# Exercise requirements
List every line of the listing that contains the string "shingle". Case counts.

Dataset rows showing where objects appear
+++++

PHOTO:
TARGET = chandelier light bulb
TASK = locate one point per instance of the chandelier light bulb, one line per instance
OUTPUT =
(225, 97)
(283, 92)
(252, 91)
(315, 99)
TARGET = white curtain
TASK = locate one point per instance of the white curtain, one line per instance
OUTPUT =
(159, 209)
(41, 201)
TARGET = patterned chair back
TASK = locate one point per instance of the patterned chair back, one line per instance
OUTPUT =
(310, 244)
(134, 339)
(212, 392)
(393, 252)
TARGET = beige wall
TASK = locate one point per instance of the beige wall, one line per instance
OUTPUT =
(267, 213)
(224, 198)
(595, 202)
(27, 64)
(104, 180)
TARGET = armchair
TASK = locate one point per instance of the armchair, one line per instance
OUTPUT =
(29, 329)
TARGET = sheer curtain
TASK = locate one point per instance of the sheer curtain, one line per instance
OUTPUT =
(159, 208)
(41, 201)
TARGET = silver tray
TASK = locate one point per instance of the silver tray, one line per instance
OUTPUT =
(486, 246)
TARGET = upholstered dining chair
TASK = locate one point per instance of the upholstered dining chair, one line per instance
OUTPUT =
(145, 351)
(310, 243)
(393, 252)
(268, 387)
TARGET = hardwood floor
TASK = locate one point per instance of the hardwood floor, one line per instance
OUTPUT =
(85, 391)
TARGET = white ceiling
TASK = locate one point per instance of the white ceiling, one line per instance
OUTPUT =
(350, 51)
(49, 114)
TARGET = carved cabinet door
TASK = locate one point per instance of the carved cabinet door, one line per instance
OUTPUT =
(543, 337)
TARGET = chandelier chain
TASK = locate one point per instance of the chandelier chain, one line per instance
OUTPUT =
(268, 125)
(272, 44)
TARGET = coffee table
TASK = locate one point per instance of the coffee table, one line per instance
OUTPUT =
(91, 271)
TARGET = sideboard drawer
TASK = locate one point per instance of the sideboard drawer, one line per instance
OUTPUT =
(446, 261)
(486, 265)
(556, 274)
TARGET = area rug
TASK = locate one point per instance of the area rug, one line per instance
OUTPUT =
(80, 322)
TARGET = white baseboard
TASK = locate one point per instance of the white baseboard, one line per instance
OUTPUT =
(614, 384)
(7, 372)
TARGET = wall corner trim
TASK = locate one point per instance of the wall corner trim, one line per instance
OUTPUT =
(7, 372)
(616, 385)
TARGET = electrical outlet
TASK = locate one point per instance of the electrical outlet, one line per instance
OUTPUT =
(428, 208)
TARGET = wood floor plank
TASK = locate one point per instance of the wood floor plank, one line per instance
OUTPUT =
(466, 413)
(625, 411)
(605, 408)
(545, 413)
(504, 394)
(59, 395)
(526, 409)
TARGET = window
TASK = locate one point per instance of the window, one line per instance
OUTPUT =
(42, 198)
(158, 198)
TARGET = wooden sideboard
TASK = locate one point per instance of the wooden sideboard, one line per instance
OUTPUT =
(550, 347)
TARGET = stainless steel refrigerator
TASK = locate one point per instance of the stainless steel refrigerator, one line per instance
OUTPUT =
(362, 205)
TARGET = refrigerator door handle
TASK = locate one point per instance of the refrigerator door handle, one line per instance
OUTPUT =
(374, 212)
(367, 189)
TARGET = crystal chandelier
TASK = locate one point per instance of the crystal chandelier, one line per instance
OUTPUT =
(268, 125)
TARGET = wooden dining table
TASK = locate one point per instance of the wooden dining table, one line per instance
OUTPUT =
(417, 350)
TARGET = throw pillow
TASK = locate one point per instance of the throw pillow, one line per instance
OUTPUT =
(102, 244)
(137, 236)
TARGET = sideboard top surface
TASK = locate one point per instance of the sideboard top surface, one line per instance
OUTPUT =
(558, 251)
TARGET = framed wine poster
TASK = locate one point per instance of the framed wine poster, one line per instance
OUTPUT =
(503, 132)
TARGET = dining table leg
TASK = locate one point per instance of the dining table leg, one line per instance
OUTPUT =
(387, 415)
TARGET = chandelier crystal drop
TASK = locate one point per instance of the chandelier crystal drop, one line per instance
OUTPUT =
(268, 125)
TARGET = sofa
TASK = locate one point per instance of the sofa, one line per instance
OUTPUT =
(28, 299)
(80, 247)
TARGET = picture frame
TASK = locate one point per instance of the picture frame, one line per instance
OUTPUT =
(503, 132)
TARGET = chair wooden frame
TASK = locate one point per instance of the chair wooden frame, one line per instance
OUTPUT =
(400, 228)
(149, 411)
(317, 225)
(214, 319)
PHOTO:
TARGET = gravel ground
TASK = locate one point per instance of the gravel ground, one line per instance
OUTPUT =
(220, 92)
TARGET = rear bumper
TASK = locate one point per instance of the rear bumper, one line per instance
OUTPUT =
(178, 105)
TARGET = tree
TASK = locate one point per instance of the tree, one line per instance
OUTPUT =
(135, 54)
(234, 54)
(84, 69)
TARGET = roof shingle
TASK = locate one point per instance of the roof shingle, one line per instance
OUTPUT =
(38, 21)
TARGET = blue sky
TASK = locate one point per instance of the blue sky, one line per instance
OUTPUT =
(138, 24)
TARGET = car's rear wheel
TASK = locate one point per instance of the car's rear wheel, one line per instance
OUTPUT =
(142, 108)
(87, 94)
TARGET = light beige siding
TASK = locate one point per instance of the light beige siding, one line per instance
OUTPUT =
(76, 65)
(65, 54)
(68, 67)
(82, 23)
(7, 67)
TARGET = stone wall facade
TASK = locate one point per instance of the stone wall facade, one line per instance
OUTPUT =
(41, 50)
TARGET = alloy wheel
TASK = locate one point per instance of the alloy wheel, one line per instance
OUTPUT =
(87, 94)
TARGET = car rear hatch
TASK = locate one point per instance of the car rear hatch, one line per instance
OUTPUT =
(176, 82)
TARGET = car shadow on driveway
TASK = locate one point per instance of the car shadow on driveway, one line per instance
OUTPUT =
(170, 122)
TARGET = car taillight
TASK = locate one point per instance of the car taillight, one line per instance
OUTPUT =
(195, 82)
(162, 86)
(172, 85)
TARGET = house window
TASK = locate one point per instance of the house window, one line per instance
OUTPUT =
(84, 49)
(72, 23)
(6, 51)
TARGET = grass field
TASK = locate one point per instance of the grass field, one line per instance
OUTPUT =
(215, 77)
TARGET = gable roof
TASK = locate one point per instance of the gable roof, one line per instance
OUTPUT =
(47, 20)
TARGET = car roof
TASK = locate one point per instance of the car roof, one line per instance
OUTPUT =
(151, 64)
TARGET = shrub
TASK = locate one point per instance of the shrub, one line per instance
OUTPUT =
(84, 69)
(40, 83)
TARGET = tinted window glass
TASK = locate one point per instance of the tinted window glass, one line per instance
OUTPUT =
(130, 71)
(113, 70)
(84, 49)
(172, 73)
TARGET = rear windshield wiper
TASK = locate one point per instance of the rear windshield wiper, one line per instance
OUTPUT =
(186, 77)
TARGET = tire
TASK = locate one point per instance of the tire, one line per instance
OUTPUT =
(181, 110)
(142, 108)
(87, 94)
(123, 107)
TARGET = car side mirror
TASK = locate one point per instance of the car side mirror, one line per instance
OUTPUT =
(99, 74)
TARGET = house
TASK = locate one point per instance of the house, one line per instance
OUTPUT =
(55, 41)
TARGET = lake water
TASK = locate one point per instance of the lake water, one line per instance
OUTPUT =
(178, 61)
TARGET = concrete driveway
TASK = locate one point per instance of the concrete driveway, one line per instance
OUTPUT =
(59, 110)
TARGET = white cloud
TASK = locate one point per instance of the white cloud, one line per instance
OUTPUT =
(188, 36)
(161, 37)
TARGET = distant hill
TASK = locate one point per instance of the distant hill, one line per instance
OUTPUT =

+++++

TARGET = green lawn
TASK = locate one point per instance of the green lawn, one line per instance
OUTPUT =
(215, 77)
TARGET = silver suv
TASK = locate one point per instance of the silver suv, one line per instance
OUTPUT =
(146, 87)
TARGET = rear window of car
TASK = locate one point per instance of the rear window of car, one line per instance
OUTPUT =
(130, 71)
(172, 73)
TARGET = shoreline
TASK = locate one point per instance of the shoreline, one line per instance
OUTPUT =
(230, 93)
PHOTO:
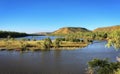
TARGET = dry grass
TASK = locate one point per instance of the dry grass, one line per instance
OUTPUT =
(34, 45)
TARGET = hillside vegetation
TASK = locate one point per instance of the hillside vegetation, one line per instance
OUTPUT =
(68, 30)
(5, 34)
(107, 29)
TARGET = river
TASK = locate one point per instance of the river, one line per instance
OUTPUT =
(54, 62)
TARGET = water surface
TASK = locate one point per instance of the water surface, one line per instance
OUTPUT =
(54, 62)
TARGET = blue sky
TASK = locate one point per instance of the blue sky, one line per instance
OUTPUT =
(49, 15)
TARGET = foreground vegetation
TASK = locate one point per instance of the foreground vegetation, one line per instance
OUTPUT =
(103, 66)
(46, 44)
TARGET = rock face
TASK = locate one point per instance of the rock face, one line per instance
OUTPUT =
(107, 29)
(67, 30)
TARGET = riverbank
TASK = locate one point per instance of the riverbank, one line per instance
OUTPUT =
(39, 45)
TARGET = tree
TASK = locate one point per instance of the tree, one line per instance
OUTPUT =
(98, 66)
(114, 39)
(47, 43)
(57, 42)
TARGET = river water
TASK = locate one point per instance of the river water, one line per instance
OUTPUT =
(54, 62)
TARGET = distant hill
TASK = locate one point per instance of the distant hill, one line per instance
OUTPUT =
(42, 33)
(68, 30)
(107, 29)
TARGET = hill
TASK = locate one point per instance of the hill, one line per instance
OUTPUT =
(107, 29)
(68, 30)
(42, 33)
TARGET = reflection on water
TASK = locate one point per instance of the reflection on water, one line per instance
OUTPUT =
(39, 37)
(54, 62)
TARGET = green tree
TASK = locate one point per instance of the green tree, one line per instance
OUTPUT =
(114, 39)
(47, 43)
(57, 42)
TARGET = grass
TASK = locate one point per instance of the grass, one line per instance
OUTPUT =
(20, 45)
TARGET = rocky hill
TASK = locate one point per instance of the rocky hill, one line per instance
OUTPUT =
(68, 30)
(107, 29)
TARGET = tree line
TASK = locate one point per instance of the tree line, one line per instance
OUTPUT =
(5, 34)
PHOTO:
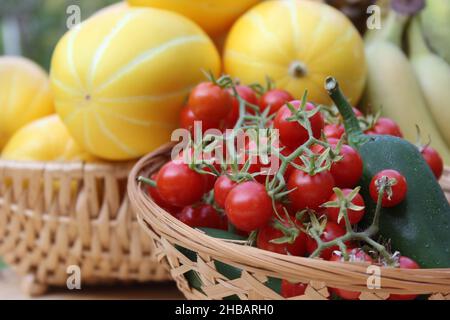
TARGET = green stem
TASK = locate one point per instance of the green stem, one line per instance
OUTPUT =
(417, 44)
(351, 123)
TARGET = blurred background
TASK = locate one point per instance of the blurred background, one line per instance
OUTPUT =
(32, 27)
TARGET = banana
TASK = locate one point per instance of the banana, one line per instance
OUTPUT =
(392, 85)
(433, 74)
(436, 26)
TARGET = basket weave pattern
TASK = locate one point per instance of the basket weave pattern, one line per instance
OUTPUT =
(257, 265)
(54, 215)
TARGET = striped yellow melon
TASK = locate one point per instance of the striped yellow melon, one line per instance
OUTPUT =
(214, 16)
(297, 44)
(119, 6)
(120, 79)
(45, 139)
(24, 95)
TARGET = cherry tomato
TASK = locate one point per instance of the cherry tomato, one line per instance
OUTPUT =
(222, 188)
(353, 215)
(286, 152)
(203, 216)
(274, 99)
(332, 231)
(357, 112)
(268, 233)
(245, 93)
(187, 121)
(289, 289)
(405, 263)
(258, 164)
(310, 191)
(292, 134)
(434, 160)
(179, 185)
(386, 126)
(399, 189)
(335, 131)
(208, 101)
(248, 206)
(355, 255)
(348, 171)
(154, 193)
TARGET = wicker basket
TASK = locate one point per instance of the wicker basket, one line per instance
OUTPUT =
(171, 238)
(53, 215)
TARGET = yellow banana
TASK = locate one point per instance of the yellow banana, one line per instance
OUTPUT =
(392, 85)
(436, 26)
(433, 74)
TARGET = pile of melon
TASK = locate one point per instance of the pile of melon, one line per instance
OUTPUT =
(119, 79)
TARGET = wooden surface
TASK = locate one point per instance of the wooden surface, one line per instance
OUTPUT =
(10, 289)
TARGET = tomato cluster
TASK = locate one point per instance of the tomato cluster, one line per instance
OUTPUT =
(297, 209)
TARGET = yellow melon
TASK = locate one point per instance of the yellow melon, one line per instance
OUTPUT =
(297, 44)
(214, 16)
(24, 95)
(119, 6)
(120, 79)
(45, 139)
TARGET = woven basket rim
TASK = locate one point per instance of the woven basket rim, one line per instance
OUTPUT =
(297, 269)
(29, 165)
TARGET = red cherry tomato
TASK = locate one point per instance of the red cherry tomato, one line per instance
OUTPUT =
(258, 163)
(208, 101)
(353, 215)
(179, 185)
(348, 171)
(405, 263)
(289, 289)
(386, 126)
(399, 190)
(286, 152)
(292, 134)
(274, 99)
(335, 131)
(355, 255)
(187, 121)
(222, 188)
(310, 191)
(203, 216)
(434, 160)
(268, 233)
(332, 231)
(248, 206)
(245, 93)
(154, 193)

+++++

# Worked solution
TARGET = roof shingle
TASK = locate one point per instance of the roof shingle, one line per instance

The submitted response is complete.